GOAL OF THE EXERCISE
Output every entry exactly, from the first line to the last.

SOURCE MATERIAL
+ + + + + + +
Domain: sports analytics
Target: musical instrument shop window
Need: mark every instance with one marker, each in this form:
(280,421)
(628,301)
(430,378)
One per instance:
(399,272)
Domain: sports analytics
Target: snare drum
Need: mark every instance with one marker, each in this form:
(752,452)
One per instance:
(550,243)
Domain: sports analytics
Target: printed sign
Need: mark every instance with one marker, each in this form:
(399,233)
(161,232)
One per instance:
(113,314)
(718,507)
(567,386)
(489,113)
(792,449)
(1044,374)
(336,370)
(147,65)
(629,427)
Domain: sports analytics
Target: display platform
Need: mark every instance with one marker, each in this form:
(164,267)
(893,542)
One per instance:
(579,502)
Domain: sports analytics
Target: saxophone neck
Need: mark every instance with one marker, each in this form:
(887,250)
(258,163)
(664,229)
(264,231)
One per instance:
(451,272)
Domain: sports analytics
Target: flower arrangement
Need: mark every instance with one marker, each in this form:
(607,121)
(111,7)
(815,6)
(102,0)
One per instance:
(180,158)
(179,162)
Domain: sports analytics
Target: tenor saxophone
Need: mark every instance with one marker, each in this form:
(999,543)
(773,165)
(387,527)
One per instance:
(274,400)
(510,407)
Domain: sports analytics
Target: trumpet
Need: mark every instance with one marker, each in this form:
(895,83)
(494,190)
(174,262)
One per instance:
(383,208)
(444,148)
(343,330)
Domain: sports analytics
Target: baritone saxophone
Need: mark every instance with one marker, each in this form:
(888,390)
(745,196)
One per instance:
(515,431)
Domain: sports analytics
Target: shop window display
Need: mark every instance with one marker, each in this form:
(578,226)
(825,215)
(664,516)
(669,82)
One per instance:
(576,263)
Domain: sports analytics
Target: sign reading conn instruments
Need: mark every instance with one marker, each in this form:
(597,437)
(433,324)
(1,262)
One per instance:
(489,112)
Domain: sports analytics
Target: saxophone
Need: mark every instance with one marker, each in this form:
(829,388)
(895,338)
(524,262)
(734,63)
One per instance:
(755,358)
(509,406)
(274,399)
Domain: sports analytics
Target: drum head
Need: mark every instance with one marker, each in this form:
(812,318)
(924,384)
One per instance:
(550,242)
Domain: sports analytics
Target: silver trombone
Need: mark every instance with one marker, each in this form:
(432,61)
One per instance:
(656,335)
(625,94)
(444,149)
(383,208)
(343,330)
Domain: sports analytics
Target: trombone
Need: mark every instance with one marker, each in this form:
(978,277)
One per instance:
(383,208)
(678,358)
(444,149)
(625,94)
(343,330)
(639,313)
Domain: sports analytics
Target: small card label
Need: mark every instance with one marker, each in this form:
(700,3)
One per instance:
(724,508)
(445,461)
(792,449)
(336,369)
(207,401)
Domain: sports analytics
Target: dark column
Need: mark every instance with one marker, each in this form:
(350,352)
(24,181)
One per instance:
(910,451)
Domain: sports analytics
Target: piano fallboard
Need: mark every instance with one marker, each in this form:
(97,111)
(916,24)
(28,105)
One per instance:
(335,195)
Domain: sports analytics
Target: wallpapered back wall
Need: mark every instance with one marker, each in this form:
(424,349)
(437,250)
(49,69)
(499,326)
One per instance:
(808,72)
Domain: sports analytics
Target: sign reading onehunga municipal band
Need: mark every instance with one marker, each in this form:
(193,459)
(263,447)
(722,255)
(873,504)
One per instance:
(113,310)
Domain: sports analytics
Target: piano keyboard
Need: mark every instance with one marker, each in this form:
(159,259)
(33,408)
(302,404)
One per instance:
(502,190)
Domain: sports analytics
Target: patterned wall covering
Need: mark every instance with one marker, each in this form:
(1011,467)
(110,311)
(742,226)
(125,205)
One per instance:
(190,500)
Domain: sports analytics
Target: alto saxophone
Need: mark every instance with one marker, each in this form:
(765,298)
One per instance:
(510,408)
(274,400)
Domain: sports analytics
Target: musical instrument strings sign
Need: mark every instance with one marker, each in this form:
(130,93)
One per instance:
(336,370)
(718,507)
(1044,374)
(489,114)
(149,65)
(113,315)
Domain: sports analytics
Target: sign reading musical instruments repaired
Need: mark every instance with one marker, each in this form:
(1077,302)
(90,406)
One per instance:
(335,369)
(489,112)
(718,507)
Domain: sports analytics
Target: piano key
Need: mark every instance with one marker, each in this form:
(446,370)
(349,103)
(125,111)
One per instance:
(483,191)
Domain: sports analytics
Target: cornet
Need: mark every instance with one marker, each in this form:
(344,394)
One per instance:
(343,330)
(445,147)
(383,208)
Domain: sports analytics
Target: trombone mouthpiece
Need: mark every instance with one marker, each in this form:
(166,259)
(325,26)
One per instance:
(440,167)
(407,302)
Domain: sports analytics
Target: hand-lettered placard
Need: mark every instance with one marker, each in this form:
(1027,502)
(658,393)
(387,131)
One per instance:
+ + + + + + +
OUTPUT FOR THIS TASK
Domain: sports analytics
Target: musical instrument shop window
Need: mark every instance with one marker, each in this form:
(280,421)
(628,301)
(430,378)
One per instance:
(399,272)
Domain: sports analytics
Target: snare drum
Need: mark every instance with one marker, each in this form:
(752,452)
One per instance:
(550,243)
Domain: sports analytics
Target: printed sign
Need: mark every instance with one marker, each in this form:
(399,233)
(161,232)
One per instance:
(113,314)
(718,507)
(567,386)
(489,113)
(792,449)
(1044,374)
(336,370)
(147,65)
(629,427)
Domain: sports analytics
Target: display platform
Need: mark every instance with one marker, each in this form:
(164,267)
(893,542)
One per instance:
(579,502)
Domain: sports analytics
Target: saxophone neck
Need: mark every instance with one marker, each in this form:
(887,250)
(258,163)
(664,229)
(264,231)
One per instance:
(451,272)
Domain: sports analytics
Target: flower arrangement
Need: mark every instance with one marker, each in this form:
(607,121)
(111,7)
(815,6)
(102,0)
One per instance:
(180,158)
(179,162)
Domain: sports analytics
Target: tenor saxophone
Need: mark every instance with one marker, each in this form:
(999,543)
(773,165)
(387,527)
One per instance:
(274,400)
(510,407)
Domain: sports analytics
Target: trumpet
Need: mark every instance with one marker, each in this form:
(895,83)
(494,190)
(174,262)
One per instance:
(383,208)
(444,148)
(343,330)
Domain: sports analytics
Target: baritone saxophone
Need: mark every instance with one marker, each in this form:
(888,390)
(745,196)
One per instance:
(515,431)
Domain: sports analytics
Target: shop window display
Need: mark every instance with one marker, each in this form:
(578,226)
(825,215)
(664,516)
(669,82)
One per instance:
(576,263)
Domain: sports analytics
Target: sign reading conn instruments
Need: mark every instance with one marker, each in this form:
(597,437)
(433,324)
(1,262)
One per instance:
(489,112)
Domain: sports analytics
Target: saxophone
Need: mark every instance with one marker, each in this form:
(829,388)
(895,338)
(524,262)
(734,63)
One per instance:
(755,358)
(509,406)
(274,399)
Domain: sports analytics
Target: drum head
Need: mark every instance with one marker, each in this form:
(812,318)
(924,384)
One per instance:
(550,242)
Domain: sports analytics
Target: silver trombone
Need: mark every instance with one marker, each in this form:
(432,61)
One per instance:
(656,335)
(625,94)
(444,149)
(383,208)
(343,330)
Domain: sports analytics
Target: trombone
Need: mark every instance with one marker, each in this form:
(978,277)
One per instance:
(383,208)
(678,358)
(444,149)
(625,94)
(343,330)
(639,313)
Domain: sports analytics
Target: small card label
Need: mark every instance with one marker, each in this form:
(700,3)
One per instance:
(724,508)
(445,461)
(792,449)
(336,369)
(207,401)
Domain: sports analytics
Target: dark column
Need: mark every instance with one marker, each in this form:
(350,352)
(24,181)
One per instance:
(910,451)
Domain: sports analytics
Target: piano fallboard
Need: mark every instance with one marker, each in this form:
(97,111)
(916,24)
(28,105)
One per instance:
(335,195)
Domain: sports analytics
Target: wallpapered back wall
Need: mark every instance with one marker, each in this form:
(424,349)
(437,250)
(49,69)
(499,326)
One per instance:
(808,72)
Domain: sports analytics
Target: sign reading onehunga municipal band
Need: mark every instance with one marker, each in this form:
(193,459)
(263,447)
(722,255)
(873,504)
One per instance:
(113,310)
Domain: sports analytics
Target: piano keyboard
Need: mark every instance with one marker, each in this form:
(159,259)
(33,408)
(302,404)
One per instance:
(502,190)
Domain: sports analytics
Target: patterned wall covering
Need: mark every instance with one marker, each in this form:
(1011,467)
(110,311)
(742,226)
(125,205)
One per instance:
(190,500)
Domain: sports analytics
Target: alto saxophone
Need: mark every instance with one marker, each in this form:
(765,298)
One per instance:
(510,408)
(274,400)
Domain: sports analytics
Target: musical instrument strings sign
Need: mark every instance with one marker, each in this form:
(130,93)
One per instance:
(336,370)
(718,507)
(1044,374)
(489,114)
(149,65)
(113,315)
Domain: sports analytics
Target: sign reading musical instruments repaired
Need: mark every instance with one marker, each in this form:
(1077,302)
(90,406)
One per instance:
(335,369)
(489,112)
(718,507)
Domain: sports analytics
Target: piano key
Need: mark every instance with one marker, each in this form:
(446,370)
(349,103)
(125,111)
One per instance:
(483,191)
Domain: sports analytics
Target: cornet
Need: mark every instance with one marker, each in this form:
(344,394)
One per instance:
(343,330)
(445,147)
(383,208)
Domain: sports analytics
Target: trombone mouthpiece
Need: mark every instance with one marker, each in this form:
(166,259)
(325,26)
One per instance:
(440,167)
(407,302)
Domain: sports analytics
Target: hand-lettered placard
Need: mark every instance with one marker, each in this form:
(1027,502)
(658,393)
(387,131)
One per instance:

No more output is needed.